**TEXTE FOURNI**
════
La logistique de distribution se transforme, elle aussi. Elle passe du modèle du seul magasin physique vers le « phygital », avec un repositionnement des entrepôts et l’essor de la cyclo-logistique. Enfin, de forts développements sont promis à la logistique inverse.
Réinventer les compétences en transport-logistique au regard de ces défis
En 2030, l’AFT et France Logistique estiment que 1,8 millions de salariés, soit une augmentation de 20%, exerceront une profession spécifique au transport de fret et à la logistique. 56% seraient associés aux activités d’entreposage et manutention, 32% dans la conduite de véhicules, 8% en exploitation transport et administration des ventes et 4% en encadrement.
Pour l’AFT, l’ensemble des métiers de la supply chain vont connaître des évolutions fortes et les compétences associées vont devoir suivre. Ainsi, le nombre d’opérateurs logistiques devrait croître, en dépit de l’accélération des cadences, qui nécessitera une forte capacité d’adaptation. La flexibilité des opérateurs deviendra déterminante, pour gérer davantage de tâches et s’approprier une organisation évolutive en lien avec l’automatisation grandissante. L’attention aux détails sera de plus en plus critique, notamment pour améliorer la qualité, assurer la sécurité individuelle, superviser des machines.
Pour l’exploitation logistique, la prévision et la gestion des stocks en temps réel deviendront prépondérants, ce qui demandera davantage d’aisance dans la compréhension et l’utilisation des outils digitaux. Le sens du service va s’affirmer dans les années à venir pour rapprocher l’offre des besoins des clients : la logistique passe d’un rôle de support à la stratégie d’entreprise à celui d’acteur des stratégies commerciales.
════
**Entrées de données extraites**
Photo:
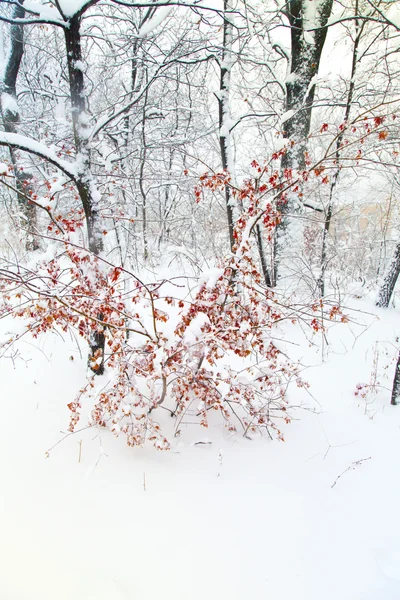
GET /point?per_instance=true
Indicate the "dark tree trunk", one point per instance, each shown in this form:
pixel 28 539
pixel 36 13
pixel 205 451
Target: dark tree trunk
pixel 396 384
pixel 224 115
pixel 329 213
pixel 11 120
pixel 390 280
pixel 84 180
pixel 300 92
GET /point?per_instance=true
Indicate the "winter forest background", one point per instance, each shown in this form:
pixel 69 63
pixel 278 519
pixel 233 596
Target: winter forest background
pixel 199 204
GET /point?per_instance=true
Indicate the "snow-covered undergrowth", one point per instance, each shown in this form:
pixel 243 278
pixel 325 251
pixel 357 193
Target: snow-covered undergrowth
pixel 218 516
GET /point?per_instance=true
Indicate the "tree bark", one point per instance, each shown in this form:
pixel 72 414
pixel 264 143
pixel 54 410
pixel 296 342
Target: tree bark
pixel 329 212
pixel 390 280
pixel 306 51
pixel 224 115
pixel 84 180
pixel 11 120
pixel 395 399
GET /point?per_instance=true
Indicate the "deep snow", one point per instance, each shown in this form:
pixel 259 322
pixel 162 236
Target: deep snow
pixel 230 519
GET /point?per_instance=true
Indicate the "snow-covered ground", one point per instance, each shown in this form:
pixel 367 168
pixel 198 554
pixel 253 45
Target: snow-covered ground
pixel 226 519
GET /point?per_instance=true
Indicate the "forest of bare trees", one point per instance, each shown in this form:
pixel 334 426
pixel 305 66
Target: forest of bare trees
pixel 250 146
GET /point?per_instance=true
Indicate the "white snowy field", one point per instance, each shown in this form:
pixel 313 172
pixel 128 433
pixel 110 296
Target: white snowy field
pixel 228 519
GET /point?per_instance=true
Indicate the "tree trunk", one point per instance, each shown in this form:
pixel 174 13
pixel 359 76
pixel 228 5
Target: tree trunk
pixel 306 50
pixel 396 384
pixel 390 280
pixel 11 120
pixel 224 115
pixel 84 182
pixel 329 212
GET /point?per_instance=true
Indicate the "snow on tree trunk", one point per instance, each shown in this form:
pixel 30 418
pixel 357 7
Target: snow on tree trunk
pixel 88 193
pixel 225 123
pixel 390 280
pixel 10 115
pixel 307 19
pixel 80 120
pixel 359 28
pixel 396 384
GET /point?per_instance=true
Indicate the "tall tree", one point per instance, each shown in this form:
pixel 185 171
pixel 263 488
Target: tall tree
pixel 308 29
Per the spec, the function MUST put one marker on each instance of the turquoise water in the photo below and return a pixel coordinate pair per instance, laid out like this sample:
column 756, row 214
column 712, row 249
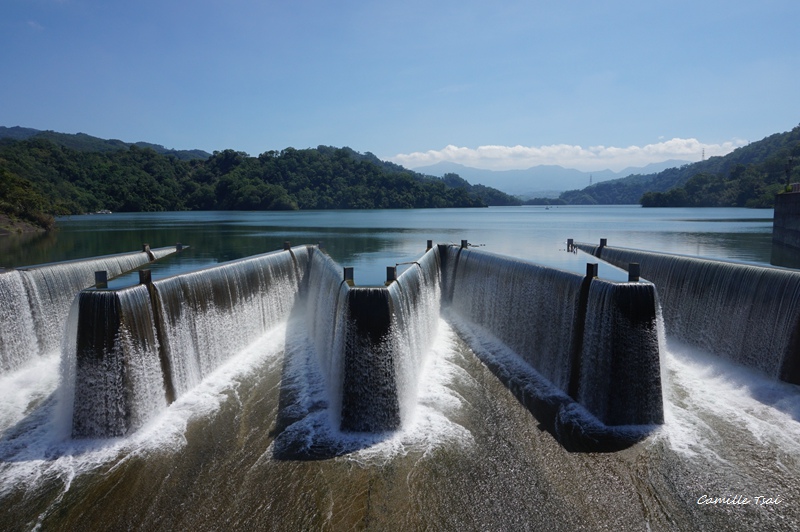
════
**ÉNONCÉ 1**
D'après le texte fourni, quelle proportion des salariés du fret et de la logistique serait associée aux activités d'entreposage et de manutention en 2030 ?
**ÉNONCÉ 2**
Extrayez du texte fourni le passage qui commence aux mots « Pour l’AFT, l’ensemble » et se termine après les mots « superviser des machines. ».

**RÉPONSE ATTENDUE 1**
56 % de ces salariés.

**RÉPONSE ATTENDUE 2**
Pour l’AFT, l’ensemble des métiers de la supply chain vont connaître des évolutions fortes et les compétences associées vont devoir suivre. Ainsi, le nombre d’opérateurs logistiques devrait croître, en dépit de l’accélération des cadences, qui nécessitera une forte capacité d’adaptation. La flexibilité des opérateurs deviendra déterminante, pour gérer davantage de tâches et s’approprier une organisation évolutive en lien avec l’automatisation grandissante. L’attention aux détails sera de plus en plus critique, notamment pour améliorer la qualité, assurer la sécurité individuelle, superviser des machines.